L'enseignement technique agricole, ce sont 800 établissements et 160 000 jeunes scolarisés de la 4ème au BTS. 40 % le sont dans des établissements publics et les autres se répartissent également entre les maisons familiales rurales (MFR) et les lycées privés. Il compte également 34 000 apprentis et forme 250 000 adultes. Je veux ainsi être le ministre de toutes ces formations, comme je l'ai signalé à plusieurs reprises. Aujourd'hui, l'enseignement agricole ne compte plus que 10 % d'enfants d'agriculteurs mais joue un rôle majeur dans la formation des jeunes de milieu modeste des zones rurale et périurbaine auxquels il offre de bons taux de réussite aux examens et des taux d'insertion professionnelle remarquable. L'enseignement agricole a considérablement évolué pour répondre aux nouveaux besoins du monde rural et périurbain : 40 % des formations sont en lien avec l'agriculture, les industries agroalimentaires, la filière forêt bois et les métiers de l'environnement et des paysages, 30 % concernent les services à la personne et aux territoires et 30 % consistent en des formations générales et technologiques. La plupart des jeunes qui rejoignent nos établissements ne se destinent donc pas à devenir agriculteurs, mais à exercer une profession dans le secteur de l'environnement, de l'alimentation ou des services à la personne.
J'ai souhaité faire de l'enseignement et de la recherche l'une des priorités de mon action au ministère de l'agriculture et de l'alimentation. En effet, la jeunesse, qui représente l'avenir de notre pays, l'avenir de nos filières et de nos territoires, est la priorité du Gouvernement. La formation, l'expérimentation et l'innovation sont les leviers indispensables de la transformation agro-écologique de notre agriculture et de nos filières. Comme l'a dit le Président de la République, l'enseignement agricole est à la fois un système qui fonctionne et une voie de réussite et d'excellence. Il obtient d'excellents résultats en termes de réussite aux examens, d'insertion professionnelle et forme des citoyens épanouis et ouverts sur l'Europe et sur le monde.
C'est pourquoi je voudrais affirmer aujourd'hui trois ambitions fortes pour l'enseignement agricole. Première ambition : l'enseignement agricole doit former plus de jeunes. Malheureusement, il en accueille, d'année en d'année, de moins en moins ! Un défaut de communication est manifeste ; les jeunes ne connaissant pas ses filières. Il faut ainsi améliorer l'orientation des jeunes, en lien avec l'éducation nationale, et renforcer l'attractivité de ses métiers. Je souhaite que les filières - l'une relative à l'environnement et l'autre sanitaire - évoquées lors des États généraux de l'alimentation soient créées.

----

Objectif de la tâche: D'après l'extrait sur l'enseignement agricole, quelle proportion d'enfants d'agriculteurs compte aujourd'hui cet enseignement ? Ces données n'ont aucun rapport avec l'extrait.

(Données d'annotation de localisation d'objets)
----

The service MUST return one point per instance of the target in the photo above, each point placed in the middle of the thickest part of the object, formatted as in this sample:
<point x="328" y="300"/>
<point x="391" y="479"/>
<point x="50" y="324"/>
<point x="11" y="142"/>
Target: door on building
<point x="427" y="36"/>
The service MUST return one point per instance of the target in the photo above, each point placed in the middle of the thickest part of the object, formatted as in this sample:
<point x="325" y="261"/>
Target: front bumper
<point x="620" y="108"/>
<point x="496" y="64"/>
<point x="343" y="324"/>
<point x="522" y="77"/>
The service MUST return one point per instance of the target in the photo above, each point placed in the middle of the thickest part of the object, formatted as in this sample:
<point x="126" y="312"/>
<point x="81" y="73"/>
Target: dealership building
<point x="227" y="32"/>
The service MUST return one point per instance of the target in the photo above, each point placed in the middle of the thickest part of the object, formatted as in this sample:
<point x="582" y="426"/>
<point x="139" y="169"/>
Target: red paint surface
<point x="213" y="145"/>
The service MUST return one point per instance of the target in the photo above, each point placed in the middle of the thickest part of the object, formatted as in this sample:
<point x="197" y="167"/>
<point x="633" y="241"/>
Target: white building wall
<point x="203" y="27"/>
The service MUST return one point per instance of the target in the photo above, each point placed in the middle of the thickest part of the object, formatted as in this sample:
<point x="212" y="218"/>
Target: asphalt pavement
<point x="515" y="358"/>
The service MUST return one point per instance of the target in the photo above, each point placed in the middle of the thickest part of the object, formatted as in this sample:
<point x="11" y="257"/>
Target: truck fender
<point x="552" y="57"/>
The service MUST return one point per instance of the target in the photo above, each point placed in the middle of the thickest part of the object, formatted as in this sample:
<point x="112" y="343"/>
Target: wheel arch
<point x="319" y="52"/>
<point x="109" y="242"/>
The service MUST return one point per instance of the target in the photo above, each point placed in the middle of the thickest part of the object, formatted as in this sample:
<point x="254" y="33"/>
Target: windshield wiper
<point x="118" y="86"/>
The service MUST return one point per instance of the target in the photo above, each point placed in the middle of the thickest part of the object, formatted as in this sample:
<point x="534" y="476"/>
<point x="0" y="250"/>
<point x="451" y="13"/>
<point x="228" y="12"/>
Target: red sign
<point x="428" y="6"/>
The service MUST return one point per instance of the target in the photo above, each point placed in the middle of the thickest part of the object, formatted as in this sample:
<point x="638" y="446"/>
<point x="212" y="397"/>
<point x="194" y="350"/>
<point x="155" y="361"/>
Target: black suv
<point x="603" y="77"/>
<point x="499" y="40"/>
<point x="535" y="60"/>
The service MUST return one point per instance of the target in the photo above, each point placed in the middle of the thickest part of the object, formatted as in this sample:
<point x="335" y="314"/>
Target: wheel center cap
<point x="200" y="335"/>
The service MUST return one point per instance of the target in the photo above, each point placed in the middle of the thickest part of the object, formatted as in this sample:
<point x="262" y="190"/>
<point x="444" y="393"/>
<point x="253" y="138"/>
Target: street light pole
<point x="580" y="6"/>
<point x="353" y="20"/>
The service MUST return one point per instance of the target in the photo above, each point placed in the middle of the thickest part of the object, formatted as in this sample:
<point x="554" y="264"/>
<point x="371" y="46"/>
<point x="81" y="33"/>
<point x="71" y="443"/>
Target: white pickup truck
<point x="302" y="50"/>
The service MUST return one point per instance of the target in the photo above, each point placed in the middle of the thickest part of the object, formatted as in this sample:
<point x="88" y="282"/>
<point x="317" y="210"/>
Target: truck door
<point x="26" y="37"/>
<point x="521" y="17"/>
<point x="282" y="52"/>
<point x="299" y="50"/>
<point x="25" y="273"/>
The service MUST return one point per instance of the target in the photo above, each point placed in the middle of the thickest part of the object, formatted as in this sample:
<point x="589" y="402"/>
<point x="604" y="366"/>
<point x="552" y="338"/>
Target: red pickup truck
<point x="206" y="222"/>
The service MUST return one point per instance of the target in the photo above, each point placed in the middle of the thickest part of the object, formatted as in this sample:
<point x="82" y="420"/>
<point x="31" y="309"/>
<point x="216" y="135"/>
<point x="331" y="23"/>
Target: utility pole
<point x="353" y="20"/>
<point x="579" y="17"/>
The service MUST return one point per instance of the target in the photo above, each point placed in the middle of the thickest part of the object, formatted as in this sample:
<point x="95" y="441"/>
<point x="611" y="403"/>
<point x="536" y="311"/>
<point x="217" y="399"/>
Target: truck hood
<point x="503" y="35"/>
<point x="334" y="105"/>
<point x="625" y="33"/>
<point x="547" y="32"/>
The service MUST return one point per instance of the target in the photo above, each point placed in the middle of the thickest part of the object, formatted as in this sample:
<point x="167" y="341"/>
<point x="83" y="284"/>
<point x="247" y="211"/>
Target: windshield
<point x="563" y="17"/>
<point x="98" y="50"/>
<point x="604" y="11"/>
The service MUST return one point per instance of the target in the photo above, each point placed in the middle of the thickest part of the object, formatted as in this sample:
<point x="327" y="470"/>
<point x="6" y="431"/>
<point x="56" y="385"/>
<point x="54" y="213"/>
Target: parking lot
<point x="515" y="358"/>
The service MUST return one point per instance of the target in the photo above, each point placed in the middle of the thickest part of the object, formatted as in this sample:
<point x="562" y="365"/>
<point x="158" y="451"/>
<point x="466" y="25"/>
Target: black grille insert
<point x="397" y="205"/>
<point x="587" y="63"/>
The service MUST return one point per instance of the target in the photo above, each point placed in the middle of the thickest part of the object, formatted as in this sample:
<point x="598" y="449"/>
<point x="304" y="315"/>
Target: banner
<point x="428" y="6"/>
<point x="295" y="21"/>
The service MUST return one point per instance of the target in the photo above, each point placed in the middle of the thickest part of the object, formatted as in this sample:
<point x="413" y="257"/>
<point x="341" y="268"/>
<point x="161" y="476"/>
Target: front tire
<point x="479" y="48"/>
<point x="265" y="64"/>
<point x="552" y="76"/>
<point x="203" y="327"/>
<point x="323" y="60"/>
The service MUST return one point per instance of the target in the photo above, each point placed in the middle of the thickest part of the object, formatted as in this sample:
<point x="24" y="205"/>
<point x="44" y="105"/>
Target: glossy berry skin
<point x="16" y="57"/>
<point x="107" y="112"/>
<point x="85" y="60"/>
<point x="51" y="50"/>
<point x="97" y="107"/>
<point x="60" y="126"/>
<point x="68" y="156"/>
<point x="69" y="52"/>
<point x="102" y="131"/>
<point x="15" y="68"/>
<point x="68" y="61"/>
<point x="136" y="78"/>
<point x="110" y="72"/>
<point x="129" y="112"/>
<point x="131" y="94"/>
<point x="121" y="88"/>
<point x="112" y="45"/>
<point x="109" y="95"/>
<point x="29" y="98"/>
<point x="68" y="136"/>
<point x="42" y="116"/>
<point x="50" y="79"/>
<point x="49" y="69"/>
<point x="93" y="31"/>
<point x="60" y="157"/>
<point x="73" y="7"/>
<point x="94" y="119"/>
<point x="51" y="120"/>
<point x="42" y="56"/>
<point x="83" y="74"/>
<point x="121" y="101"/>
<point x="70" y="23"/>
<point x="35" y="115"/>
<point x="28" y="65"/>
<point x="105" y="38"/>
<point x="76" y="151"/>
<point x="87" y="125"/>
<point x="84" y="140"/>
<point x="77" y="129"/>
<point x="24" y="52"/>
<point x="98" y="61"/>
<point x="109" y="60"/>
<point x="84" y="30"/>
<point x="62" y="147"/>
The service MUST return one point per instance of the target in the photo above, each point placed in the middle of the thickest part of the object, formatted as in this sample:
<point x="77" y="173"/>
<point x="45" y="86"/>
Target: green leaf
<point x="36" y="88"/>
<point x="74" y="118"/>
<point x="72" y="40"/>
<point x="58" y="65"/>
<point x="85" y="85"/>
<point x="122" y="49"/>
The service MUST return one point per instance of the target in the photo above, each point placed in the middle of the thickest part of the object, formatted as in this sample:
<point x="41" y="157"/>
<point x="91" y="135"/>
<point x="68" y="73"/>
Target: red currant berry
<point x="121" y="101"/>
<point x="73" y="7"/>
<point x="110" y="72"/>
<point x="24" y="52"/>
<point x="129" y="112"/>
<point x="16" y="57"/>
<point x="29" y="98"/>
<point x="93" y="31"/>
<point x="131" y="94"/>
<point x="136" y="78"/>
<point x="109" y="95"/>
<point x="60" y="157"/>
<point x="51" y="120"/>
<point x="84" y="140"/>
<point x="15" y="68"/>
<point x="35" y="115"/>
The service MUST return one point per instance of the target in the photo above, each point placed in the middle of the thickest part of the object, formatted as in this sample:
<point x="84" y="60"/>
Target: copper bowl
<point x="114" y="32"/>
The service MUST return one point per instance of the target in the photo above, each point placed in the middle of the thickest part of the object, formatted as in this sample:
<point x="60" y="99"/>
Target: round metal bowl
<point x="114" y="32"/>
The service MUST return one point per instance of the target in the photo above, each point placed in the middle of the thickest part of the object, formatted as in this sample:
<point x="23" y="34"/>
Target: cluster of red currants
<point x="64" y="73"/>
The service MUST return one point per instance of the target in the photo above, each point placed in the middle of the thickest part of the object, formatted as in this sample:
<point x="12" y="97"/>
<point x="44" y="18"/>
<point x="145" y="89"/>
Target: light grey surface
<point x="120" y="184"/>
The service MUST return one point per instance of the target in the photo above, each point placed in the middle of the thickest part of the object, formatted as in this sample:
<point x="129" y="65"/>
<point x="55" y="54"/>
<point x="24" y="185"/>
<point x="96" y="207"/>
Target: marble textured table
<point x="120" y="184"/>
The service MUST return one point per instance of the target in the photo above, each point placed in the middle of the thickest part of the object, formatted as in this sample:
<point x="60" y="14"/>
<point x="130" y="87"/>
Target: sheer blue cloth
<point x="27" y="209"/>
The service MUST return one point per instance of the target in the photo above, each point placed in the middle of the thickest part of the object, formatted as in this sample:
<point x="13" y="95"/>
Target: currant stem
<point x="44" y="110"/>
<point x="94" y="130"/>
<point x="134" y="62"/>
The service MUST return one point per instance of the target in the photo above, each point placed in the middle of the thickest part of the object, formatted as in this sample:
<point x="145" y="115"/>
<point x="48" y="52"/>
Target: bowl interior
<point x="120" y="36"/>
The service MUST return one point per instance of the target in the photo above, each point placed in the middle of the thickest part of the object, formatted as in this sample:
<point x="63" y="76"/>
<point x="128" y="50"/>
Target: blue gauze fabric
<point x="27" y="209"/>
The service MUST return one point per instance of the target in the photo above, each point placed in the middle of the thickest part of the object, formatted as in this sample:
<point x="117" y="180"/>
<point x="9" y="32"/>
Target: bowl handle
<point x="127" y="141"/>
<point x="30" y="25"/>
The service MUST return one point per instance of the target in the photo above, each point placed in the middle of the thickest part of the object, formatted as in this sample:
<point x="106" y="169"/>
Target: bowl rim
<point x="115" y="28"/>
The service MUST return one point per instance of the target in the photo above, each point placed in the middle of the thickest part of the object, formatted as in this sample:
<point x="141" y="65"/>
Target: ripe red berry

----

Réponse rédigée: L'enseignement agricole ne compte plus que 10 % d'enfants d'agriculteurs.